#### EXERCISE REQUIREMENTS
Rewrite the lines below, replacing "quickstart" with "walkthrough" wherever it appears and leaving everything else untouched.
— START —
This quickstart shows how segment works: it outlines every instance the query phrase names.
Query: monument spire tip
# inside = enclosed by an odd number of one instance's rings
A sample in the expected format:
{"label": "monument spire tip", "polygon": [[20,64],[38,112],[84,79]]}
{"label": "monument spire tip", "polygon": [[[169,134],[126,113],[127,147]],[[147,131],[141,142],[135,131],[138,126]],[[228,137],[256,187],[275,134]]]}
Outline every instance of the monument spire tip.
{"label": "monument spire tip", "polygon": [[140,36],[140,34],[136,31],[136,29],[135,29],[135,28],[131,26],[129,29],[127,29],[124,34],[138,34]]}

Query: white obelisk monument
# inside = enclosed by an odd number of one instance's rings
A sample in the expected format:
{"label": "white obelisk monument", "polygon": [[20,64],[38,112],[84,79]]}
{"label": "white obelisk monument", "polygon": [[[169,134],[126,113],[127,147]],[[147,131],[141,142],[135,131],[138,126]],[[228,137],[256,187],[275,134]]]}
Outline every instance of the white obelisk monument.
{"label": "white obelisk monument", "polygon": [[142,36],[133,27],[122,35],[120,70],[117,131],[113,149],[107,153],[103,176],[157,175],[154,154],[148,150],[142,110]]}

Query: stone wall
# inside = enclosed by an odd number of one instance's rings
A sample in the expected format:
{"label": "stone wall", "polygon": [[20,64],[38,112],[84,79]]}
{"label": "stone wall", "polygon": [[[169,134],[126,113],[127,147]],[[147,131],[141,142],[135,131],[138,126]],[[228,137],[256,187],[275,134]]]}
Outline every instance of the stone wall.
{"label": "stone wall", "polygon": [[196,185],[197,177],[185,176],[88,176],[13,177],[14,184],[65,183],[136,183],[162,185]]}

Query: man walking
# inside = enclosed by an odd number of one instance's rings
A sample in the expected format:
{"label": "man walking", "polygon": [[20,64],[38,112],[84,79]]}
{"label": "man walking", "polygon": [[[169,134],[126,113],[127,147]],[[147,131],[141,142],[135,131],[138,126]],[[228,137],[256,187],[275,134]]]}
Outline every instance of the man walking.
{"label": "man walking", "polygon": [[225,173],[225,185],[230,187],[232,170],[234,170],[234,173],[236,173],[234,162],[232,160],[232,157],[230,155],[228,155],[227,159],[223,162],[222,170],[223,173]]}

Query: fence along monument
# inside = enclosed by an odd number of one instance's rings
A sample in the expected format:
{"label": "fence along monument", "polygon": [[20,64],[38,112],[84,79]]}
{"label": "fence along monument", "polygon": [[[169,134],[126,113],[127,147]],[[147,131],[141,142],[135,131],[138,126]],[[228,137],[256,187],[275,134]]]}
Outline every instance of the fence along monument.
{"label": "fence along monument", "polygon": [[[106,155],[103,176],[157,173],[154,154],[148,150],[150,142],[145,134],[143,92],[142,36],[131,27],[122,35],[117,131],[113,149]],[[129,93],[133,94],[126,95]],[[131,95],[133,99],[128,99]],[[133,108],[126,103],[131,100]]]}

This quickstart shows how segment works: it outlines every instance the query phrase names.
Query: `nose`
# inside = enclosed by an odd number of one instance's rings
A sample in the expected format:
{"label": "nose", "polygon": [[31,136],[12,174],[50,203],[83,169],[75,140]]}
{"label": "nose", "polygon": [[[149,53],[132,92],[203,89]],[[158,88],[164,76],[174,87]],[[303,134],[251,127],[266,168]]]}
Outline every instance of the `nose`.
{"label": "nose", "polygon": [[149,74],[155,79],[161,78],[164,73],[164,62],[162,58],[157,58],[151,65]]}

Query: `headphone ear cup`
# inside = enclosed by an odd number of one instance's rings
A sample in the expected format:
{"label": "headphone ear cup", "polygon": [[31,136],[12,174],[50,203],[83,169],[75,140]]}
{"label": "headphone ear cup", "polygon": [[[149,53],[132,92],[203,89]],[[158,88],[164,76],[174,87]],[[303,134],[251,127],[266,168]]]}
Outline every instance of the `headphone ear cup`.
— END —
#### ANSWER BELOW
This walkthrough shows how segment works: it outlines every instance the query phrase names.
Query: monument spire tip
# inside = enclosed by an odd number of one instance's rings
A sample in the expected format:
{"label": "monument spire tip", "polygon": [[20,64],[38,112],[84,79]]}
{"label": "monument spire tip", "polygon": [[[169,134],[126,113],[127,147]],[[147,131],[141,142],[135,131],[138,126]],[[228,137],[256,187],[275,134]]]}
Outline every instance of the monument spire tip.
{"label": "monument spire tip", "polygon": [[140,36],[140,34],[136,31],[136,29],[135,29],[135,28],[131,26],[129,29],[127,29],[124,34],[138,34]]}

Query: white obelisk monument
# inside = enclosed by an odd number of one instance's rings
A sample in the expected format:
{"label": "white obelisk monument", "polygon": [[20,64],[38,112],[84,79]]}
{"label": "white obelisk monument", "polygon": [[[169,134],[126,113],[127,147]],[[147,131],[141,142],[135,131],[138,126]],[[228,137],[256,187],[275,134]]]}
Outline every instance of the white obelisk monument.
{"label": "white obelisk monument", "polygon": [[142,36],[133,27],[122,35],[120,70],[117,131],[113,149],[107,153],[103,176],[157,175],[154,154],[148,150],[142,110]]}

Query: stone wall
# inside = enclosed by an odd number of one instance's rings
A sample in the expected format:
{"label": "stone wall", "polygon": [[20,64],[38,112],[84,79]]}
{"label": "stone wall", "polygon": [[[169,134],[126,113],[127,147]],[[147,131],[141,142],[135,131],[138,126]],[[228,137],[256,187],[275,134]]]}
Outline every instance of the stone wall.
{"label": "stone wall", "polygon": [[196,185],[197,177],[185,176],[88,176],[13,177],[14,184],[65,183],[136,183],[162,185]]}

Query: man walking
# inside = enclosed by an odd number of one instance's rings
A sample in the expected format:
{"label": "man walking", "polygon": [[20,64],[38,112],[84,79]]}
{"label": "man walking", "polygon": [[[169,134],[126,113],[127,147]],[[147,131],[141,142],[135,131],[138,126]],[[228,137],[256,187],[275,134]]]}
Outline every instance of the man walking.
{"label": "man walking", "polygon": [[225,173],[225,185],[230,187],[232,170],[234,170],[234,173],[236,173],[234,162],[232,160],[232,157],[230,155],[228,155],[227,159],[223,162],[222,170],[223,173]]}

Query: fence along monument
# inside = enclosed by an odd number of one instance's rings
A sample in the expected format:
{"label": "fence along monument", "polygon": [[20,64],[38,112],[84,79]]}
{"label": "fence along monument", "polygon": [[[169,134],[126,113],[127,147]],[[147,131],[141,142],[135,131],[138,126]],[[228,137],[256,187],[275,134]]]}
Outline every instance of the fence along monument.
{"label": "fence along monument", "polygon": [[[106,155],[103,176],[157,173],[154,154],[148,150],[150,142],[145,134],[143,92],[142,36],[131,27],[122,35],[117,131],[113,149]],[[129,93],[133,94],[126,95]],[[131,95],[133,99],[128,99]],[[133,108],[126,103],[131,100]]]}

This walkthrough shows how segment works: it outlines every instance the query phrase names.
Query: `nose`
# inside = enclosed by an odd number of one instance's rings
A sample in the expected format:
{"label": "nose", "polygon": [[31,136],[12,174],[50,203],[83,169],[75,140]]}
{"label": "nose", "polygon": [[[149,53],[132,92],[203,89]],[[158,88],[164,76],[174,87]],[[303,134],[251,127],[266,168]]]}
Outline every instance of the `nose`.
{"label": "nose", "polygon": [[149,74],[155,79],[161,78],[164,73],[164,62],[162,58],[157,58],[151,65]]}

Query: `headphone ear cup`
# inside = enclosed by an odd number of one instance's rings
A sample in the expected format:
{"label": "headphone ear cup", "polygon": [[31,136],[12,174],[50,203],[83,169],[75,140]]}
{"label": "headphone ear cup", "polygon": [[[149,53],[132,92],[203,89]],[[158,88],[164,76],[174,87]],[[303,134],[251,127],[266,168]]]}
Outline every instance of the `headphone ear cup`.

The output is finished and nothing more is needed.